• **DATASET EXCERPTS**:

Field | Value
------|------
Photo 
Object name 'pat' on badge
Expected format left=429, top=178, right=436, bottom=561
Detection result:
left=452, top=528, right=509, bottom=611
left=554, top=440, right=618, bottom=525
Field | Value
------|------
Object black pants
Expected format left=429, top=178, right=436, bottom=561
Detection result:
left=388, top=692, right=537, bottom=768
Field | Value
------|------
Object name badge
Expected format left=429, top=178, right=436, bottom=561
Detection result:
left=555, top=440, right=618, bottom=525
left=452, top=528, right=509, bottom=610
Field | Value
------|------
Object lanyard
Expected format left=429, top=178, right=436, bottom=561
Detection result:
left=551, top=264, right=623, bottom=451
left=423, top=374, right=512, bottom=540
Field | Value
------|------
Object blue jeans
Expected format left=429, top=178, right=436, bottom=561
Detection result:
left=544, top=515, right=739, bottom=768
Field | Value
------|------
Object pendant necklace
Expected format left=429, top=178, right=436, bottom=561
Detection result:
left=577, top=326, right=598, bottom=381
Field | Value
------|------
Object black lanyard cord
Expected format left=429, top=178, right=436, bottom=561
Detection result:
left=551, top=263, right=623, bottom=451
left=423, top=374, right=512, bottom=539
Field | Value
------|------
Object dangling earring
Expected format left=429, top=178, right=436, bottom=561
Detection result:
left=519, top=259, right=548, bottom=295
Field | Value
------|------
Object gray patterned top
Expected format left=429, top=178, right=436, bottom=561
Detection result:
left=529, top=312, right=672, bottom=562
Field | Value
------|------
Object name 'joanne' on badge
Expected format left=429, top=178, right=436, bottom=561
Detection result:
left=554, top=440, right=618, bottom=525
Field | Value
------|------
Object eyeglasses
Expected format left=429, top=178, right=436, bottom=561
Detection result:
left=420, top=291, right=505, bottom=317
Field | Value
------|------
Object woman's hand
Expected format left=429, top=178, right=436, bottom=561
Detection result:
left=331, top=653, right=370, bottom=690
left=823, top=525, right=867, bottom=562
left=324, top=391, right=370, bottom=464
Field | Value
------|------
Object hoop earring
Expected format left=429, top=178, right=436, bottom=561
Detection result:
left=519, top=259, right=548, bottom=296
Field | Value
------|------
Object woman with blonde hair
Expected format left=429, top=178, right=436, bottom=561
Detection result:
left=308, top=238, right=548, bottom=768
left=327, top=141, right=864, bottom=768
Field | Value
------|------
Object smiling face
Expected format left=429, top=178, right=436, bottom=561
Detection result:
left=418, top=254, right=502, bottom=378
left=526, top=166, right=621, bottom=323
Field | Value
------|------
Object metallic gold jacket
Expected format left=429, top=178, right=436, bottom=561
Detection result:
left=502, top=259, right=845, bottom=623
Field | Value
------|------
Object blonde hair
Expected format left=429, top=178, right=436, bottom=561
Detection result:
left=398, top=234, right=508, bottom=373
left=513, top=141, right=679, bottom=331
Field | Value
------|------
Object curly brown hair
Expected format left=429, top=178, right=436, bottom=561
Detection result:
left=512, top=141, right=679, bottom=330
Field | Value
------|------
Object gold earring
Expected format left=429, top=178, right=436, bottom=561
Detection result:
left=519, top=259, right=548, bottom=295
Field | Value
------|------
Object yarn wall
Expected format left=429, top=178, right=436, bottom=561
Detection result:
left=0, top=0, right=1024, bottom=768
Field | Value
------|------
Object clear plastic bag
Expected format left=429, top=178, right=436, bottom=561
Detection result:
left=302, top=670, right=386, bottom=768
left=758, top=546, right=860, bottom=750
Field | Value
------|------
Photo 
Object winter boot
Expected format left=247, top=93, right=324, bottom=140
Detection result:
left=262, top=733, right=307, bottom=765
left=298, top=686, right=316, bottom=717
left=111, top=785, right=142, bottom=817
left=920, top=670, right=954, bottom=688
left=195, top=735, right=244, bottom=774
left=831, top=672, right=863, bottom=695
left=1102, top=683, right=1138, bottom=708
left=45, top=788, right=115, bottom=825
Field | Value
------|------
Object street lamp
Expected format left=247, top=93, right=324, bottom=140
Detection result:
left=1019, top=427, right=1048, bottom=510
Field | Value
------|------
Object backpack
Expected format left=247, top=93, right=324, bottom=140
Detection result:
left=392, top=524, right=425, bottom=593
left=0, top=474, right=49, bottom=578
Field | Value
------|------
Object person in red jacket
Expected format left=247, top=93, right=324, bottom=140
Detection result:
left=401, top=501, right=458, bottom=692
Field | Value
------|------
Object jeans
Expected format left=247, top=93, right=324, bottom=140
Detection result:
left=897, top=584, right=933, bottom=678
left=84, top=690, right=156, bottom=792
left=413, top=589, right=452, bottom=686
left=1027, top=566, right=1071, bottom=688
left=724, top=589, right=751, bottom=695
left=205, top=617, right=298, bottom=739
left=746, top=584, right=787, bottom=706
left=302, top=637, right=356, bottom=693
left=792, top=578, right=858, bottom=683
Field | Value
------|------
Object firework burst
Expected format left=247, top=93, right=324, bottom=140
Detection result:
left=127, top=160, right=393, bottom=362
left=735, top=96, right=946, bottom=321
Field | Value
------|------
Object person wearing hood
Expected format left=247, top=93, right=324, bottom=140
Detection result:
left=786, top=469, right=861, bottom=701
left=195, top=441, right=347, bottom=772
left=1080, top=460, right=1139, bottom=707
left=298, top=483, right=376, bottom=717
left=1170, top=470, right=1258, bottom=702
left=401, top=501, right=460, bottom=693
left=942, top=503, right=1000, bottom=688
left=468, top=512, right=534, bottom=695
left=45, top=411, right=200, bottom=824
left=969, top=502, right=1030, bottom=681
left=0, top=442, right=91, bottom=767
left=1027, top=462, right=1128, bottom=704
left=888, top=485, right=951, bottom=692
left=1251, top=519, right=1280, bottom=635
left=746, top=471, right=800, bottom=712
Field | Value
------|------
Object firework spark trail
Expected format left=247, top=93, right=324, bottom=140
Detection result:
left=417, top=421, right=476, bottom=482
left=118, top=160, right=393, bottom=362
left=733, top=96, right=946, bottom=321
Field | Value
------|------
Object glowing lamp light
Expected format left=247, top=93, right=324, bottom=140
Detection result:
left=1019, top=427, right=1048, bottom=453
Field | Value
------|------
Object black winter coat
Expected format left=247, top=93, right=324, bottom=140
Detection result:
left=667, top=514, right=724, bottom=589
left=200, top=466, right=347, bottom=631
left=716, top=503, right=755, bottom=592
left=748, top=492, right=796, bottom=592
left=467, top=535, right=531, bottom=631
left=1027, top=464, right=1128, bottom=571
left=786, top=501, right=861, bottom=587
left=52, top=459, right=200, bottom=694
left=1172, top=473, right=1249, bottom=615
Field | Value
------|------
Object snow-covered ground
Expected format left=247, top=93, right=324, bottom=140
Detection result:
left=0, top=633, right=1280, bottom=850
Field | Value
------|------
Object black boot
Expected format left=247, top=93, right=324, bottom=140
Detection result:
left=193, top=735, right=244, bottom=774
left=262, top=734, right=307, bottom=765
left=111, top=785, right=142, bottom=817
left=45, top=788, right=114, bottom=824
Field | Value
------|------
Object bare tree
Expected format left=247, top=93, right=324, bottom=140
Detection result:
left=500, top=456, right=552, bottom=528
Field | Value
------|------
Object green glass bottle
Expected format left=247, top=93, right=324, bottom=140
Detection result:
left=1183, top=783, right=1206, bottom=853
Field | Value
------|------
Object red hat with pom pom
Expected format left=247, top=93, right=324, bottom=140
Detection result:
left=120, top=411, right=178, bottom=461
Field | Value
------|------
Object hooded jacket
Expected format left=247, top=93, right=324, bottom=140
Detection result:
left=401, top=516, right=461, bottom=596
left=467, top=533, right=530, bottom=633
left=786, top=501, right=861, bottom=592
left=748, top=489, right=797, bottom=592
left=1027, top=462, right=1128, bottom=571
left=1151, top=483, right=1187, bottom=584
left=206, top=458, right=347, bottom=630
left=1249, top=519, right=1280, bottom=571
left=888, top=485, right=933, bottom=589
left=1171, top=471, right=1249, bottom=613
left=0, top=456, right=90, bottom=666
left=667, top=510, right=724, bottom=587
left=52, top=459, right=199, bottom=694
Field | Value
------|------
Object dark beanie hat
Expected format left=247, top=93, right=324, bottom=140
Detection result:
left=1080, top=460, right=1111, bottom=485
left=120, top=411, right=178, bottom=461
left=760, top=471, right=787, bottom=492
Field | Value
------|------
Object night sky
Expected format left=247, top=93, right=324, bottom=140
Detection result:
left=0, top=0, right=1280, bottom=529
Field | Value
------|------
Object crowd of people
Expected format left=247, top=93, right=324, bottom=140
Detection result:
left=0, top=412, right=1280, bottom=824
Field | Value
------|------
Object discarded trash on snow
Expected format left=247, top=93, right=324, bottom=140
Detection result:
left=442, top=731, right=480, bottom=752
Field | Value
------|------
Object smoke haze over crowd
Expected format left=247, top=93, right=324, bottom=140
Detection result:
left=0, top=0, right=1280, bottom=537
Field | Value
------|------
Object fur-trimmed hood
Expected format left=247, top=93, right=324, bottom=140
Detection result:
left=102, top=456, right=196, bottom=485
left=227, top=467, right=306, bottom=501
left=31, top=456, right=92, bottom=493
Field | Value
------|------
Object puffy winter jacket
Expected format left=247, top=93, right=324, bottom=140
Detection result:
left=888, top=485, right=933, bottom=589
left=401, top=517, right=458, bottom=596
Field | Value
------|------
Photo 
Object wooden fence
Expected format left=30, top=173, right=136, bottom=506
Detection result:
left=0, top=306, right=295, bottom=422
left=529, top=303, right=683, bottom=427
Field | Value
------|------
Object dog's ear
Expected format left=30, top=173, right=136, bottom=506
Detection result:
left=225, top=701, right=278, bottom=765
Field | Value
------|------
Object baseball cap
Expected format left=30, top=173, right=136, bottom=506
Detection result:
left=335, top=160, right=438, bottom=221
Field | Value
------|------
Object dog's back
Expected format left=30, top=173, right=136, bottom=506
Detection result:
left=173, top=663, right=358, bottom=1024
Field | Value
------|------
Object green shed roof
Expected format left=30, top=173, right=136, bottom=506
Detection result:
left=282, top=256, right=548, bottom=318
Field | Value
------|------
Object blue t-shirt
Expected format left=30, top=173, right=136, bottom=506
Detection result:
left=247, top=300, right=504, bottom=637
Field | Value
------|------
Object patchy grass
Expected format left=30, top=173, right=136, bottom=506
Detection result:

• **EXERCISE TASK**:
Reproduce the listing above from its first line up to and including the line that contains "left=388, top=692, right=537, bottom=768".

• **THE RESPONSE**:
Field | Value
------|------
Photo 
Object name 'pat' on badge
Expected format left=429, top=178, right=436, bottom=561
Detection result:
left=452, top=528, right=509, bottom=611
left=554, top=440, right=618, bottom=525
Field | Value
------|------
Object black pants
Expected format left=429, top=178, right=436, bottom=561
Detection result:
left=388, top=692, right=537, bottom=768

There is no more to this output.